* **Exercise input**
--
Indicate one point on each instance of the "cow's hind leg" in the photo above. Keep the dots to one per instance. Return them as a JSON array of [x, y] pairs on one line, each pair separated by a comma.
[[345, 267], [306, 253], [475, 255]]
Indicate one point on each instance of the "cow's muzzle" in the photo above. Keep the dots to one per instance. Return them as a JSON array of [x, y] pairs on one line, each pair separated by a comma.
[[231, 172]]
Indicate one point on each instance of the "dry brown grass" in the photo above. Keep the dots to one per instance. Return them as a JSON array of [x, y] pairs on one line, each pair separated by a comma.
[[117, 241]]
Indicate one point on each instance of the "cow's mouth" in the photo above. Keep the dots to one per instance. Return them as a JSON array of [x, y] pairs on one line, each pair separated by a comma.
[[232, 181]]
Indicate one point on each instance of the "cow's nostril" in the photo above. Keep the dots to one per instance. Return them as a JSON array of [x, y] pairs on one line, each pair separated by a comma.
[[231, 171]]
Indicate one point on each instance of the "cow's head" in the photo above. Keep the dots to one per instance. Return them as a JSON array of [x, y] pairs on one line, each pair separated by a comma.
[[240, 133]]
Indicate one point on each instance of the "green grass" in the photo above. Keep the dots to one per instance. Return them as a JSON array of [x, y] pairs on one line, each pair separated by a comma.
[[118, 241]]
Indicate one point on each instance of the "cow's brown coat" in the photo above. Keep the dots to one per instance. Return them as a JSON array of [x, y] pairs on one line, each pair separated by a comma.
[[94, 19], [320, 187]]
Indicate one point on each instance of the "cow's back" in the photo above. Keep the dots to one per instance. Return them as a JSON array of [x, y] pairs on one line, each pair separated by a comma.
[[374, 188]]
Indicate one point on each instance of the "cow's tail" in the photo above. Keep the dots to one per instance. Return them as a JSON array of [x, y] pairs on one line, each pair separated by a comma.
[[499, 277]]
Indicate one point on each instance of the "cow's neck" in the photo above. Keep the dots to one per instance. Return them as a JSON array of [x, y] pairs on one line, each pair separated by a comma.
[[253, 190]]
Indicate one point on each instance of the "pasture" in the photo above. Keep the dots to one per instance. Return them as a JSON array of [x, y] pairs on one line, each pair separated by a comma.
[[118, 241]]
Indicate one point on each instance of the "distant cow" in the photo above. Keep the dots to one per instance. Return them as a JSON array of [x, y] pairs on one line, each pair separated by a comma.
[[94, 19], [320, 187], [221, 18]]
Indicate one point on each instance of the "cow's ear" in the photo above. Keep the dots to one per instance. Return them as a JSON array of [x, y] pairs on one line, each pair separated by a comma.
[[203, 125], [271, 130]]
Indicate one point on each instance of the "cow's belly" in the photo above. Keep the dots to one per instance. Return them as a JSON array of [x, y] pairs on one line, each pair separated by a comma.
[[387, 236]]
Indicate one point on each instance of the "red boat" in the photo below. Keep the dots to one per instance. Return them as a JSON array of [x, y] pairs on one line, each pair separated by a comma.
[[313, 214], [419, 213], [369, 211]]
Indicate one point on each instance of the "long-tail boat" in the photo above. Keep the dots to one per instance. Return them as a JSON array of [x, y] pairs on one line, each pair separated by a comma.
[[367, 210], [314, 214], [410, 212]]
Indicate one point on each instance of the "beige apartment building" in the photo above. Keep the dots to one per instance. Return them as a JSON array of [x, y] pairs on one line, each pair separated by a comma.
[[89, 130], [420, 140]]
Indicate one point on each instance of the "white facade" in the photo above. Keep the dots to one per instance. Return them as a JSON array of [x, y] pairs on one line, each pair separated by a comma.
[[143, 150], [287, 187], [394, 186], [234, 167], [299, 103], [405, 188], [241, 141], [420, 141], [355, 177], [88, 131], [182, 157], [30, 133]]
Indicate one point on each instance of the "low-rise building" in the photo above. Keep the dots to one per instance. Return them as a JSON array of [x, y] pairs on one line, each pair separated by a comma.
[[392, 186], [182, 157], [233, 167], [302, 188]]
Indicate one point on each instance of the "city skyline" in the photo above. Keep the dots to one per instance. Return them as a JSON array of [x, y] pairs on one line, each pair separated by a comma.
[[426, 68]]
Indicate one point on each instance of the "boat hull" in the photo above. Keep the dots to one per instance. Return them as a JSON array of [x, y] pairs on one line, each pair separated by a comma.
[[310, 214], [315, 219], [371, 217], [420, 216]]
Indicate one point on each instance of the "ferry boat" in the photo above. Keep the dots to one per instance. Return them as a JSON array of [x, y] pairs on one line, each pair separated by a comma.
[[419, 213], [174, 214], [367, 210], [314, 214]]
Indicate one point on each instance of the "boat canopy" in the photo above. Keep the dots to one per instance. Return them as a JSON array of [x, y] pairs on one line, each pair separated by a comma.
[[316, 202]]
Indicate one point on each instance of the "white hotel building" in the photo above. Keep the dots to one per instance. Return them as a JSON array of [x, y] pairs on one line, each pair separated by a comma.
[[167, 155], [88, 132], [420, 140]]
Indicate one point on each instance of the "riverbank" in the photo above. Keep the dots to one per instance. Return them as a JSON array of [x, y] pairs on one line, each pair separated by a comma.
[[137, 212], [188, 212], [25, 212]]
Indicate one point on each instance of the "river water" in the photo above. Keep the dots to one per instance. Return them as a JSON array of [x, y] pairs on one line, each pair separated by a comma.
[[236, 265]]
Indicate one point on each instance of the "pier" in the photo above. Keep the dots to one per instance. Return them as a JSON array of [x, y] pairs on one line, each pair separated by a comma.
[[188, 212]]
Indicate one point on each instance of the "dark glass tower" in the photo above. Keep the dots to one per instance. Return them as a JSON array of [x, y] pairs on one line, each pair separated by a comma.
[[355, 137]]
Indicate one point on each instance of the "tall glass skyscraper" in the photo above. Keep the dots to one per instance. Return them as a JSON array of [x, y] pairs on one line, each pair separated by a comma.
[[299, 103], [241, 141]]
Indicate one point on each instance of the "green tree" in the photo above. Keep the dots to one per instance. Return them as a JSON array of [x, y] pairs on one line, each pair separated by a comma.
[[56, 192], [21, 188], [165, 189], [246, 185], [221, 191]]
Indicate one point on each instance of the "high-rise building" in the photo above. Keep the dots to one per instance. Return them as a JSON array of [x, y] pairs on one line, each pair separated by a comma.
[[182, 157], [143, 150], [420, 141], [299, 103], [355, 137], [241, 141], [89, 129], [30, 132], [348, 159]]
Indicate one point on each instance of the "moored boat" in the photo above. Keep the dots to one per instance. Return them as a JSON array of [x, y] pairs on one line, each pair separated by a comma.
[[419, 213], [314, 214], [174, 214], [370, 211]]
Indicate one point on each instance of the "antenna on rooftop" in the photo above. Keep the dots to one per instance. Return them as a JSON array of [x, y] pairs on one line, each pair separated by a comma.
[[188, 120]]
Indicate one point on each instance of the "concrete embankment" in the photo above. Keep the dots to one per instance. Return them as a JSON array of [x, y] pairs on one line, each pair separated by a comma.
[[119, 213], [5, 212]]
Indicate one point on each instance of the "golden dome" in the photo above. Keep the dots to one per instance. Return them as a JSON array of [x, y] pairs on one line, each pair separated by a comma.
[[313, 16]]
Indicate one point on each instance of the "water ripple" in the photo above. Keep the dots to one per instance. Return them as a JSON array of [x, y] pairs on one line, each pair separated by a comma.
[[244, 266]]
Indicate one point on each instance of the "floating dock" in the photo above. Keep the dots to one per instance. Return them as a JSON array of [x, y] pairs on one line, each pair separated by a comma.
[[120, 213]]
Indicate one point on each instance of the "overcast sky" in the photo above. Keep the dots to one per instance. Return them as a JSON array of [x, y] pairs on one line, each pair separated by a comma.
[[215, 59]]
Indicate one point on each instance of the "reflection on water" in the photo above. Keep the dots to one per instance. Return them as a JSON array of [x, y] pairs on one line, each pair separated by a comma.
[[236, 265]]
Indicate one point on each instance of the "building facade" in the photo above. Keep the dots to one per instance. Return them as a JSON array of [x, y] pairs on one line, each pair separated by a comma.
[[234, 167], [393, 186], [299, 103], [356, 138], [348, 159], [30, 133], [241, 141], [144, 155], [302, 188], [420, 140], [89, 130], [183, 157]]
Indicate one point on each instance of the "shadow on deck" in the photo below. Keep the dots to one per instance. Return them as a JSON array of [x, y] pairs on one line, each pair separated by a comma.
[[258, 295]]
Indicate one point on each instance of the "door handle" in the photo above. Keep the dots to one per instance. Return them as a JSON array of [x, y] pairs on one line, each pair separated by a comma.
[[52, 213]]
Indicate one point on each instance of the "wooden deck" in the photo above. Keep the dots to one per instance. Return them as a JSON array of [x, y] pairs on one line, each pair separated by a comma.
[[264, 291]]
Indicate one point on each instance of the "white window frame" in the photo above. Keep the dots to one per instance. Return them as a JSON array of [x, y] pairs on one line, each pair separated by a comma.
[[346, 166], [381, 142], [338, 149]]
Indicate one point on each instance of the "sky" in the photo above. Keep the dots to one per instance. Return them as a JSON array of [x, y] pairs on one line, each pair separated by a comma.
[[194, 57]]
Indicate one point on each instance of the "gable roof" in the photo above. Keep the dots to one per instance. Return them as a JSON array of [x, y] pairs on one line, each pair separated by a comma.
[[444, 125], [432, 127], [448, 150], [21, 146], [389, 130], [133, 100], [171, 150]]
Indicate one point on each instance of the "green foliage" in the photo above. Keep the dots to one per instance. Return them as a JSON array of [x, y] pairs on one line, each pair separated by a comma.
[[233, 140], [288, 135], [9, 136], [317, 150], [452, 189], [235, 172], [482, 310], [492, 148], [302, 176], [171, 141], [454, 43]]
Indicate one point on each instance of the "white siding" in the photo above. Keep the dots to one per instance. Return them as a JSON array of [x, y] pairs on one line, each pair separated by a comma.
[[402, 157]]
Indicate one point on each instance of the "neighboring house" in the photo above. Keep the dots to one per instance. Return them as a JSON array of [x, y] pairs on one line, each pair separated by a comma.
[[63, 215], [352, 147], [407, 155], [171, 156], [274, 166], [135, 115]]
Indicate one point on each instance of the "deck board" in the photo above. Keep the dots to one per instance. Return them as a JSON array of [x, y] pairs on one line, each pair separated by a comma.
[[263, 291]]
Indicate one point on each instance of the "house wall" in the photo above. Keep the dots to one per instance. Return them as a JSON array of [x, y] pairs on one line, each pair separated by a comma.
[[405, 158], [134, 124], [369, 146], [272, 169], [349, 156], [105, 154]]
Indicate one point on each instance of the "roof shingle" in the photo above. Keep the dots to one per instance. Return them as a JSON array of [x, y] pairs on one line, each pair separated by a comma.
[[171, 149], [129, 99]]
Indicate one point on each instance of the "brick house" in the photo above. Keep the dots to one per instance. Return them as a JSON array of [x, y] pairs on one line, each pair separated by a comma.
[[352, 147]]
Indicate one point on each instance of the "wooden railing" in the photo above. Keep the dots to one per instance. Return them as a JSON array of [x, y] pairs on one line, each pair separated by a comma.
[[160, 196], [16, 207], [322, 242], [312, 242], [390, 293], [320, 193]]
--
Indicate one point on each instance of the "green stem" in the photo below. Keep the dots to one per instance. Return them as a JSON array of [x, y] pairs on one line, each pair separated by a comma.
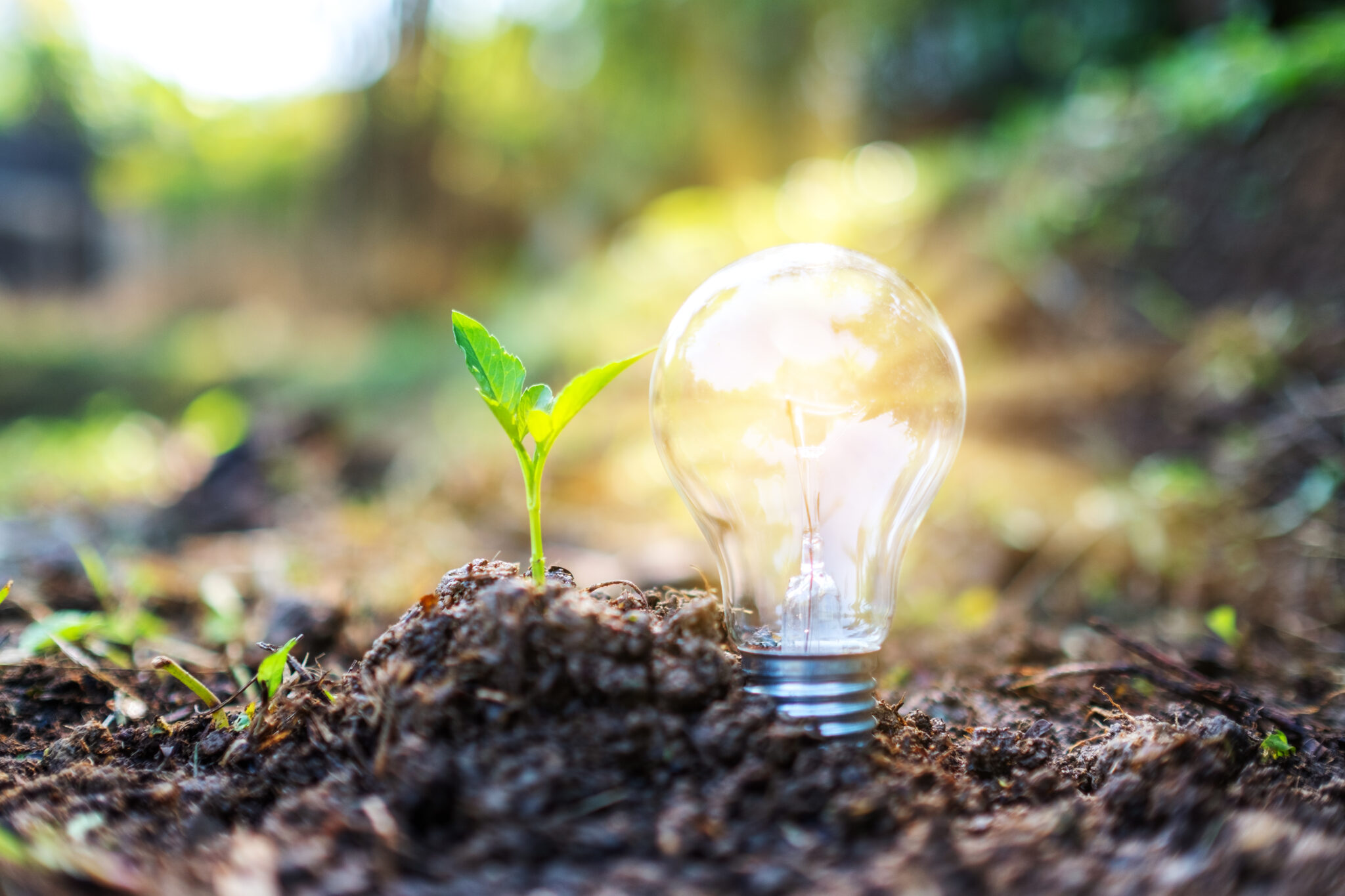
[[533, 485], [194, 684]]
--
* **Problem**
Return each line from the entries above that contains the string "tail", copied in full.

* **Output**
Indicate one point on each instance of the "cow's tail" in the photo above. Keep the dots to one per instance. Return them as a JSON array of [x, y] pairs on one line, each pair separated by a comma.
Indicate one point on each instance of the "long-tail boat" in the photo above. Keep the dots to one per instance. Return them as a JSON array of [x, y] pairs on one line, each pair separated by a comma.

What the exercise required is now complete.